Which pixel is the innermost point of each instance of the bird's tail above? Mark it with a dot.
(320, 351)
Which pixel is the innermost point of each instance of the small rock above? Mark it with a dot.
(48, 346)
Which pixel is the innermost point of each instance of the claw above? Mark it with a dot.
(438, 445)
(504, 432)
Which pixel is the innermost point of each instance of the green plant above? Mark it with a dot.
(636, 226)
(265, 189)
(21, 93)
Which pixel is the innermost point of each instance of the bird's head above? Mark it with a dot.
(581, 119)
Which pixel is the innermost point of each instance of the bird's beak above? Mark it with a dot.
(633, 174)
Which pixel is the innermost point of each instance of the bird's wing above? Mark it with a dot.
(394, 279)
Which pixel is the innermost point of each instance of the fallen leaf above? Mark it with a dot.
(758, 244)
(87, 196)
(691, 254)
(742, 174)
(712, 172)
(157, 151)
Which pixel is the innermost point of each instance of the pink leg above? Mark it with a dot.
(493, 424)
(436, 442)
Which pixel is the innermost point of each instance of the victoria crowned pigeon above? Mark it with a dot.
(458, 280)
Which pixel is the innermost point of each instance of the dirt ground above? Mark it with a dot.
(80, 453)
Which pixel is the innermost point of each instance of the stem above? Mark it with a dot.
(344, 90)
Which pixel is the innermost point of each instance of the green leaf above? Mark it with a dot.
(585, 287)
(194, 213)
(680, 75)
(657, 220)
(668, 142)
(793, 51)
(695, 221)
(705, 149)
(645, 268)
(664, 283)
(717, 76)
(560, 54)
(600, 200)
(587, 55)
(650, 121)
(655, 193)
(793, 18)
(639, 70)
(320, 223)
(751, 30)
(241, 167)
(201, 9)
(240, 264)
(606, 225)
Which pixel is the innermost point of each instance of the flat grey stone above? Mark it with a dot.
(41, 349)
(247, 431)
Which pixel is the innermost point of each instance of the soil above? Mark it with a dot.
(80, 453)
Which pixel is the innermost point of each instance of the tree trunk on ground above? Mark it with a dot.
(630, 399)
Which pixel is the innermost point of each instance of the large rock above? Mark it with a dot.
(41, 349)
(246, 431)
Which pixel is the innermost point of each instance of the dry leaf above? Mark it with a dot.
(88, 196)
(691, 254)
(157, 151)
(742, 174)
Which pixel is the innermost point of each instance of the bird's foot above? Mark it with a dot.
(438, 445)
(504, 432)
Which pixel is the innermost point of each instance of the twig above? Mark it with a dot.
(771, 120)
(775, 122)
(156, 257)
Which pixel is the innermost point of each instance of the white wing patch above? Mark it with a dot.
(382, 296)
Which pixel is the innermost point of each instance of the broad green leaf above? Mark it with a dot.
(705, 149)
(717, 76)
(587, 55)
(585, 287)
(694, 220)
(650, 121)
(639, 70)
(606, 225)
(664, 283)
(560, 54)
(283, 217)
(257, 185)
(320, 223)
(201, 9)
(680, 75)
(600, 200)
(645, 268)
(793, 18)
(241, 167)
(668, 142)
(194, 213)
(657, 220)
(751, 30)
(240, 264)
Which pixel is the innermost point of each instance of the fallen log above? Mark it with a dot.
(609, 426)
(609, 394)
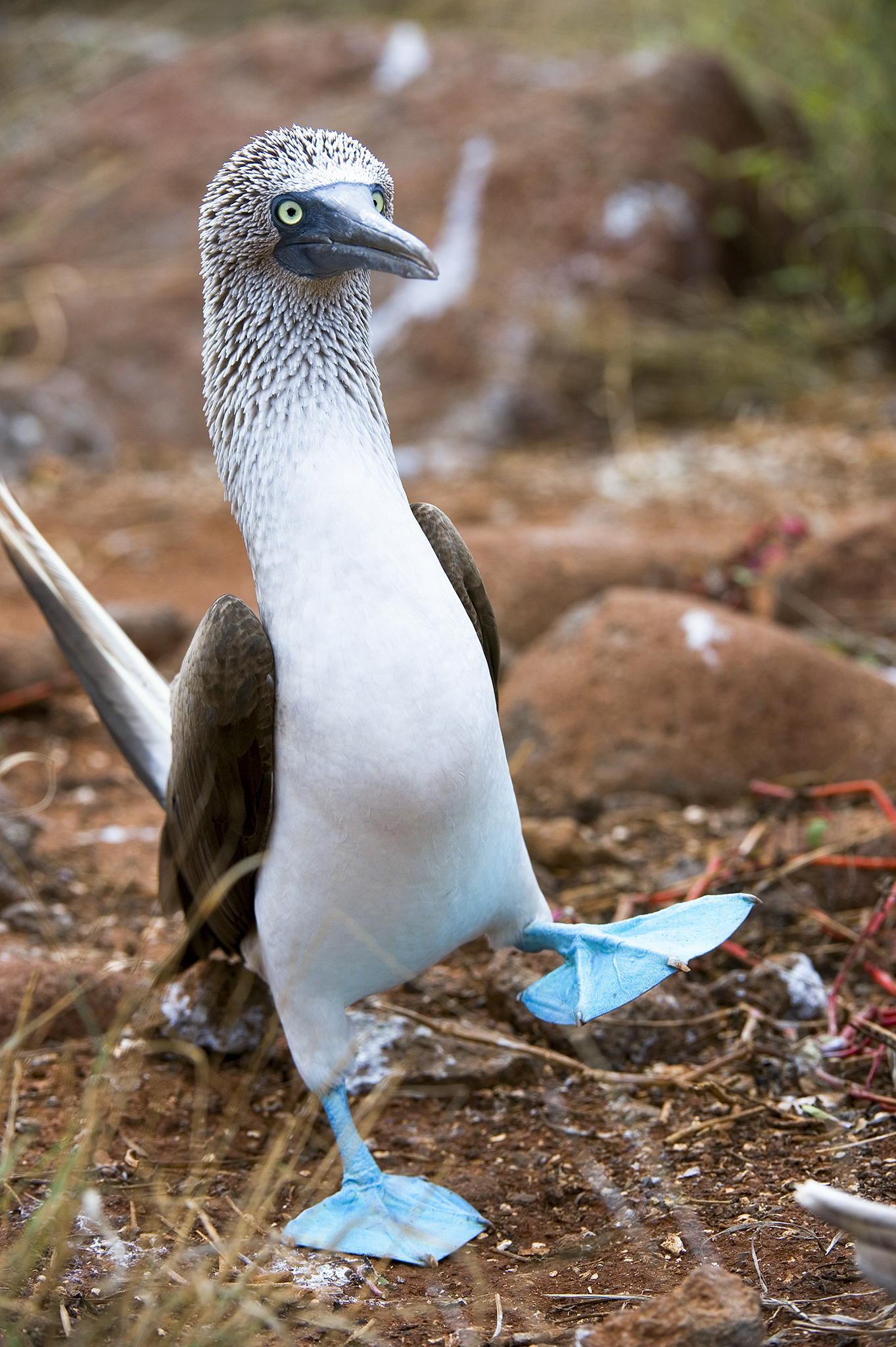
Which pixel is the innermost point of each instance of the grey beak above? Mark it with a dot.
(342, 231)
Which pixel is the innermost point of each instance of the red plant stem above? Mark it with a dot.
(872, 927)
(704, 880)
(859, 862)
(882, 978)
(739, 952)
(879, 1058)
(855, 1091)
(874, 789)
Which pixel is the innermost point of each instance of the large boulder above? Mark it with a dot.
(653, 691)
(592, 187)
(851, 574)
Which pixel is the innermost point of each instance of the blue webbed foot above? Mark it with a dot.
(401, 1218)
(605, 966)
(383, 1215)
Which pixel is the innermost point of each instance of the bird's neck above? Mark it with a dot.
(294, 402)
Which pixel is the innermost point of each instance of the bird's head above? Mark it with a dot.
(312, 204)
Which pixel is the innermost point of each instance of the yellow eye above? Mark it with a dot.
(290, 212)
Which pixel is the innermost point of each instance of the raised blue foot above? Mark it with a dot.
(605, 966)
(383, 1215)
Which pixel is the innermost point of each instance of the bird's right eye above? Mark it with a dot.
(290, 212)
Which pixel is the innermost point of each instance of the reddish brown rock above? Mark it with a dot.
(711, 1308)
(29, 659)
(533, 573)
(851, 574)
(662, 693)
(95, 1006)
(594, 186)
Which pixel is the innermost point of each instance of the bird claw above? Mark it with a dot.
(408, 1219)
(605, 966)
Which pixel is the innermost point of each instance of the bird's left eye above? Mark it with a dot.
(290, 212)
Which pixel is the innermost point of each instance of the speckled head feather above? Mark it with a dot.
(273, 339)
(235, 221)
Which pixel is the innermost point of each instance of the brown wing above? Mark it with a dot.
(458, 564)
(221, 783)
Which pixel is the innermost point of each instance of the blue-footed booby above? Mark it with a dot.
(350, 737)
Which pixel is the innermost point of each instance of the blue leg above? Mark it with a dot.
(605, 966)
(383, 1215)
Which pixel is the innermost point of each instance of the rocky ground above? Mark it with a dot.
(693, 566)
(613, 1162)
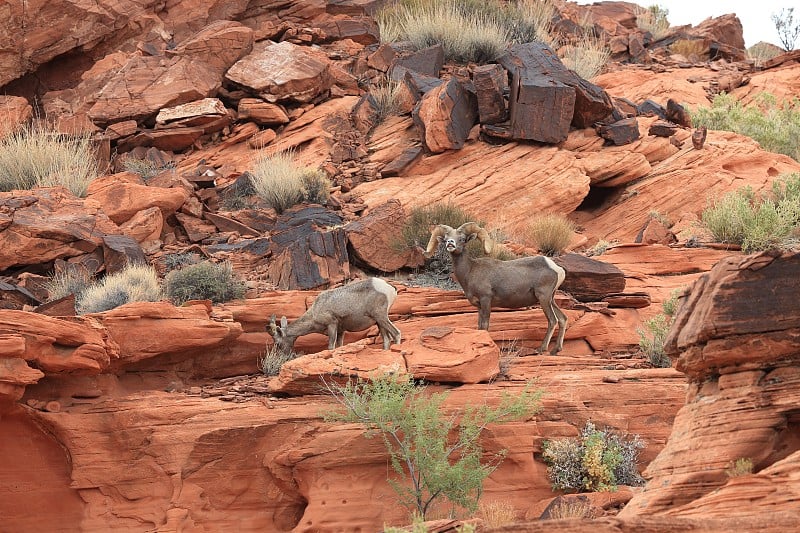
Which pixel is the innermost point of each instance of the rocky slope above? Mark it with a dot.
(156, 417)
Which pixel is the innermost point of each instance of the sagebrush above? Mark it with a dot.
(434, 455)
(203, 281)
(596, 460)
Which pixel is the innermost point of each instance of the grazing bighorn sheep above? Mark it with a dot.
(490, 282)
(353, 307)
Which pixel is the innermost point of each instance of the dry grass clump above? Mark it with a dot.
(203, 281)
(35, 156)
(654, 20)
(551, 233)
(497, 514)
(760, 52)
(281, 182)
(273, 359)
(740, 467)
(134, 283)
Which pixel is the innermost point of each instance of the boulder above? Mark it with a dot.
(44, 224)
(279, 72)
(123, 195)
(590, 280)
(445, 115)
(376, 239)
(192, 71)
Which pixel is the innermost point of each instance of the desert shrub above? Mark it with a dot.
(689, 48)
(596, 460)
(37, 157)
(653, 336)
(203, 281)
(587, 56)
(134, 283)
(788, 29)
(757, 222)
(388, 96)
(776, 127)
(760, 52)
(740, 467)
(654, 20)
(146, 168)
(273, 359)
(551, 233)
(73, 280)
(434, 455)
(468, 30)
(281, 182)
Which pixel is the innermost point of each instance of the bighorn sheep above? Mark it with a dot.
(490, 282)
(352, 307)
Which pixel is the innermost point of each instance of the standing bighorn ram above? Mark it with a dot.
(490, 282)
(353, 307)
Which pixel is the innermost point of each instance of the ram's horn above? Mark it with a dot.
(474, 228)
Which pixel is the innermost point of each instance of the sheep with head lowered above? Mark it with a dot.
(352, 307)
(490, 282)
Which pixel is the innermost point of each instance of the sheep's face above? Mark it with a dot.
(454, 241)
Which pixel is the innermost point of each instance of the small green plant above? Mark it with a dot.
(653, 336)
(430, 464)
(203, 281)
(134, 283)
(70, 280)
(587, 56)
(551, 233)
(654, 20)
(273, 359)
(281, 182)
(775, 126)
(740, 467)
(146, 168)
(596, 460)
(35, 156)
(757, 222)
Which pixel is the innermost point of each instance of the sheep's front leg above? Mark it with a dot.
(485, 309)
(333, 336)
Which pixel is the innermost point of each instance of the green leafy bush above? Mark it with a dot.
(551, 233)
(281, 182)
(775, 127)
(37, 157)
(757, 222)
(203, 281)
(134, 283)
(434, 454)
(597, 460)
(740, 467)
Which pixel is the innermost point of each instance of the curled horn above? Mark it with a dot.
(473, 228)
(436, 232)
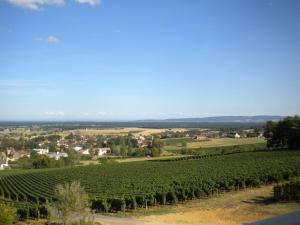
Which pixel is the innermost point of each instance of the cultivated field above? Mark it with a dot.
(123, 131)
(220, 142)
(232, 208)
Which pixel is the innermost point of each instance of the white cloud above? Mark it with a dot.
(91, 2)
(35, 4)
(54, 113)
(52, 40)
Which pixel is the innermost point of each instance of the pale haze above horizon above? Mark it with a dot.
(140, 59)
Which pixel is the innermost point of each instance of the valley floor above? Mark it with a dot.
(232, 208)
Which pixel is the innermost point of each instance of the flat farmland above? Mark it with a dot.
(221, 142)
(136, 131)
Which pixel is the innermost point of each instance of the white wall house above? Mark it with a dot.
(103, 151)
(41, 151)
(3, 161)
(233, 135)
(78, 148)
(57, 155)
(85, 152)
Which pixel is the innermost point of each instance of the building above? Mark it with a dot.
(85, 151)
(233, 135)
(15, 155)
(103, 151)
(78, 148)
(3, 161)
(57, 155)
(41, 151)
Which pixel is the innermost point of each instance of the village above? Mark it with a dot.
(15, 146)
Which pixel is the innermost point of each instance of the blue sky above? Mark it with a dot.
(118, 60)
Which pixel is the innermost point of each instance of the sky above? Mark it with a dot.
(139, 59)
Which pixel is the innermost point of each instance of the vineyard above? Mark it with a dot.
(126, 186)
(289, 190)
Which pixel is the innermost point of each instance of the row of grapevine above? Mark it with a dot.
(288, 190)
(126, 186)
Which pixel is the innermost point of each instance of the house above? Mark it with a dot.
(41, 151)
(3, 161)
(103, 151)
(201, 138)
(57, 155)
(15, 155)
(78, 148)
(85, 151)
(233, 135)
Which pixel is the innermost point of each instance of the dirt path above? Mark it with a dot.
(234, 208)
(110, 220)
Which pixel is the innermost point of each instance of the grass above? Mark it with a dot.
(221, 142)
(232, 208)
(175, 145)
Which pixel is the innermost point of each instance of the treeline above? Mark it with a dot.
(36, 161)
(283, 134)
(288, 191)
(126, 186)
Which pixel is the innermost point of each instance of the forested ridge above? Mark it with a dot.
(122, 186)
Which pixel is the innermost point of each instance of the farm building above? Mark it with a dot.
(57, 155)
(103, 151)
(233, 135)
(41, 151)
(3, 161)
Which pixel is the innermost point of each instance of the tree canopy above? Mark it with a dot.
(284, 133)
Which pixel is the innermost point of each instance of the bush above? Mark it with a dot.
(7, 214)
(288, 191)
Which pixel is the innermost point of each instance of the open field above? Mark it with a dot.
(220, 142)
(175, 144)
(127, 186)
(232, 208)
(123, 131)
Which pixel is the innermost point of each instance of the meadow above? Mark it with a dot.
(127, 186)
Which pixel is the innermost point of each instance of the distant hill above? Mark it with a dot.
(222, 119)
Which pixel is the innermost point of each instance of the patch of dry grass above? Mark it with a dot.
(221, 142)
(232, 208)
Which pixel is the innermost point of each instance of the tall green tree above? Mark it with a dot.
(7, 215)
(283, 134)
(72, 199)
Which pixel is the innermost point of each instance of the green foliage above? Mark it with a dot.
(283, 134)
(157, 143)
(288, 190)
(113, 187)
(71, 198)
(8, 214)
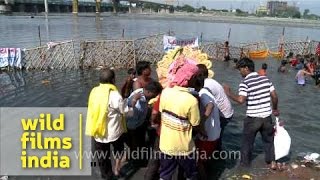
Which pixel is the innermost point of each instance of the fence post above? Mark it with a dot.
(134, 54)
(39, 34)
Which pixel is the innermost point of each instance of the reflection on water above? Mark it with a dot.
(21, 31)
(299, 106)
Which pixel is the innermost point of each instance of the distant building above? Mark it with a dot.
(273, 6)
(262, 10)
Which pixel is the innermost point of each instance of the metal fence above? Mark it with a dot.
(108, 53)
(55, 56)
(126, 53)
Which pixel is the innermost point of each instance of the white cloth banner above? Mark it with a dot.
(170, 42)
(10, 57)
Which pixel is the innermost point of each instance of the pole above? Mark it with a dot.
(98, 6)
(46, 9)
(39, 34)
(75, 6)
(229, 34)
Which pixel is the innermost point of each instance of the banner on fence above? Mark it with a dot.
(170, 42)
(10, 57)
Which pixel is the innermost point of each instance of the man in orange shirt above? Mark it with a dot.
(263, 70)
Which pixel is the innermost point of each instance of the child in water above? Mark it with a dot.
(127, 88)
(301, 76)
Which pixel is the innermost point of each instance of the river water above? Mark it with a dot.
(299, 106)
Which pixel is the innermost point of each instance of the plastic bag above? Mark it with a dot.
(282, 141)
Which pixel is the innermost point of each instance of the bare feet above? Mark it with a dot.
(273, 165)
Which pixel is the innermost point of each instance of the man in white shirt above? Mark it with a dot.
(221, 99)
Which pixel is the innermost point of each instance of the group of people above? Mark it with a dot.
(184, 119)
(307, 65)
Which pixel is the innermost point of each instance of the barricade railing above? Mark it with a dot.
(126, 53)
(53, 56)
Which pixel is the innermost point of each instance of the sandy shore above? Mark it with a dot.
(270, 21)
(230, 19)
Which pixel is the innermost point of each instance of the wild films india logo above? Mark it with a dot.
(43, 141)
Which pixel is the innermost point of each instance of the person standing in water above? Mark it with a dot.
(301, 76)
(259, 94)
(263, 70)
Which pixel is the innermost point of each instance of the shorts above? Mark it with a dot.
(206, 148)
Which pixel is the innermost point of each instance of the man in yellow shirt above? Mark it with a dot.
(179, 114)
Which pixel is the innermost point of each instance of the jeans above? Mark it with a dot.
(223, 124)
(152, 172)
(251, 126)
(187, 165)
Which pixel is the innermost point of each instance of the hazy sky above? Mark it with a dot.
(247, 5)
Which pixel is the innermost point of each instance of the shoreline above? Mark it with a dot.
(269, 21)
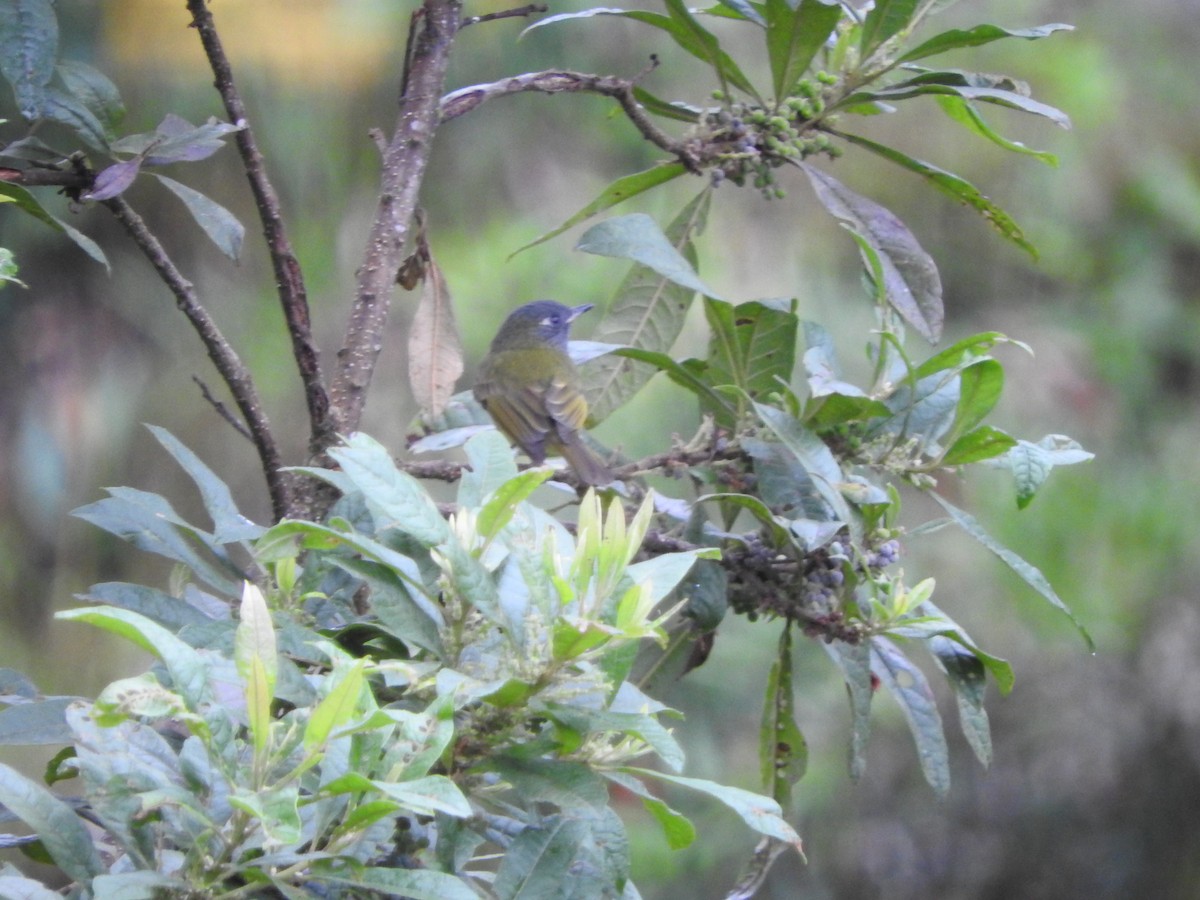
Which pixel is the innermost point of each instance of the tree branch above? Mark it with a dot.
(562, 82)
(222, 354)
(529, 10)
(403, 168)
(288, 277)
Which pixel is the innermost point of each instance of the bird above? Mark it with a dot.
(531, 388)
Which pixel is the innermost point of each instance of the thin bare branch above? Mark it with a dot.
(222, 409)
(403, 168)
(289, 280)
(505, 15)
(559, 82)
(220, 351)
(759, 868)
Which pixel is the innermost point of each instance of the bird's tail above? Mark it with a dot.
(586, 465)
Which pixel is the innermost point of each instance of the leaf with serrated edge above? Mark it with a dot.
(915, 287)
(435, 352)
(647, 311)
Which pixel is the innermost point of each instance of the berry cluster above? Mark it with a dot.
(809, 588)
(753, 141)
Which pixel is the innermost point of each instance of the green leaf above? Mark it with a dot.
(93, 88)
(979, 388)
(217, 222)
(783, 750)
(171, 612)
(667, 109)
(977, 36)
(762, 814)
(953, 185)
(395, 498)
(337, 708)
(691, 36)
(499, 508)
(751, 346)
(983, 443)
(683, 376)
(958, 84)
(27, 202)
(228, 523)
(647, 312)
(149, 523)
(911, 279)
(37, 723)
(29, 47)
(811, 453)
(546, 861)
(619, 190)
(187, 667)
(415, 883)
(639, 238)
(855, 663)
(491, 461)
(401, 609)
(960, 353)
(966, 675)
(965, 113)
(1030, 574)
(886, 19)
(677, 828)
(1031, 463)
(60, 831)
(795, 34)
(911, 690)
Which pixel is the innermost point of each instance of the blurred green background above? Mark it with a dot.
(1096, 783)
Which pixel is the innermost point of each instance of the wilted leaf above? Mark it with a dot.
(113, 180)
(647, 312)
(435, 352)
(911, 280)
(93, 88)
(217, 222)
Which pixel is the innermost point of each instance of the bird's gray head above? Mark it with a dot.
(539, 323)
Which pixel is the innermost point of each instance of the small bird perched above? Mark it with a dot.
(529, 385)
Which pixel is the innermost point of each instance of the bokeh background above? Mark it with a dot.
(1095, 791)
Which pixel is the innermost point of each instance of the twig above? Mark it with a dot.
(504, 15)
(288, 277)
(222, 354)
(558, 82)
(765, 856)
(403, 168)
(222, 409)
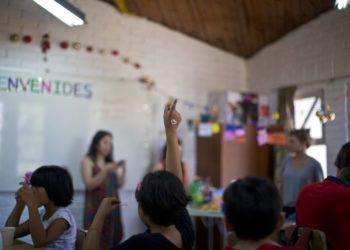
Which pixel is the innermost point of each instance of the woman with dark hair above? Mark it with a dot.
(298, 170)
(161, 201)
(325, 205)
(103, 177)
(161, 165)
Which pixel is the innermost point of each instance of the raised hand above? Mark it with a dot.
(172, 117)
(172, 120)
(19, 200)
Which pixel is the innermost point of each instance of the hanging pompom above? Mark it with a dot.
(89, 49)
(115, 52)
(27, 39)
(64, 45)
(14, 37)
(76, 45)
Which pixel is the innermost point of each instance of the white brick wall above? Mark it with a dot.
(188, 68)
(311, 57)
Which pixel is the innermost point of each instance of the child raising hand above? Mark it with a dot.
(161, 203)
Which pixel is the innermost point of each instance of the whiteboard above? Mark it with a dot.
(43, 128)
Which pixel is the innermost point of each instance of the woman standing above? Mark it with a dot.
(102, 178)
(298, 170)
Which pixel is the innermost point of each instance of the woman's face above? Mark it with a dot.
(295, 145)
(105, 146)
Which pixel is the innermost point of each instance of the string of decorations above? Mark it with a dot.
(325, 114)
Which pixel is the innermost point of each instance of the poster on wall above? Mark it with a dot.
(51, 120)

________________

## Stated task
Find the line with "pompom above? Mark it with a dot." in the listing above, then write out that line and each remaining line exactly, with no other text.

## Written reply
Which pixel is the innermost point of each instance of the hanging pompom above? Mark it with a dot.
(89, 49)
(115, 52)
(27, 39)
(64, 45)
(14, 37)
(76, 45)
Which pixel is the innermost point of each instance of the white brick wall above? Mark it with a dot.
(188, 68)
(311, 57)
Which pixel is the innermost point of each instance of the child raising hand above? Mark it with a dot.
(161, 203)
Which pixel is the innermost point of each instance of the whiteboard above? Mark it with a dot.
(43, 128)
Which pixel is the innermost point of each instance of the woman standing above? Mark it with a dot.
(102, 178)
(298, 170)
Which pixel is the innermost point of each instance of the woman's face above? Mark it with a dot.
(295, 145)
(105, 146)
Which pixel is the innermost point of each instance of the string of decorations above? Mark it with a dot.
(325, 114)
Which pixel is the innermost point of each instance of the poster on wall above? Mark it with a dot.
(51, 120)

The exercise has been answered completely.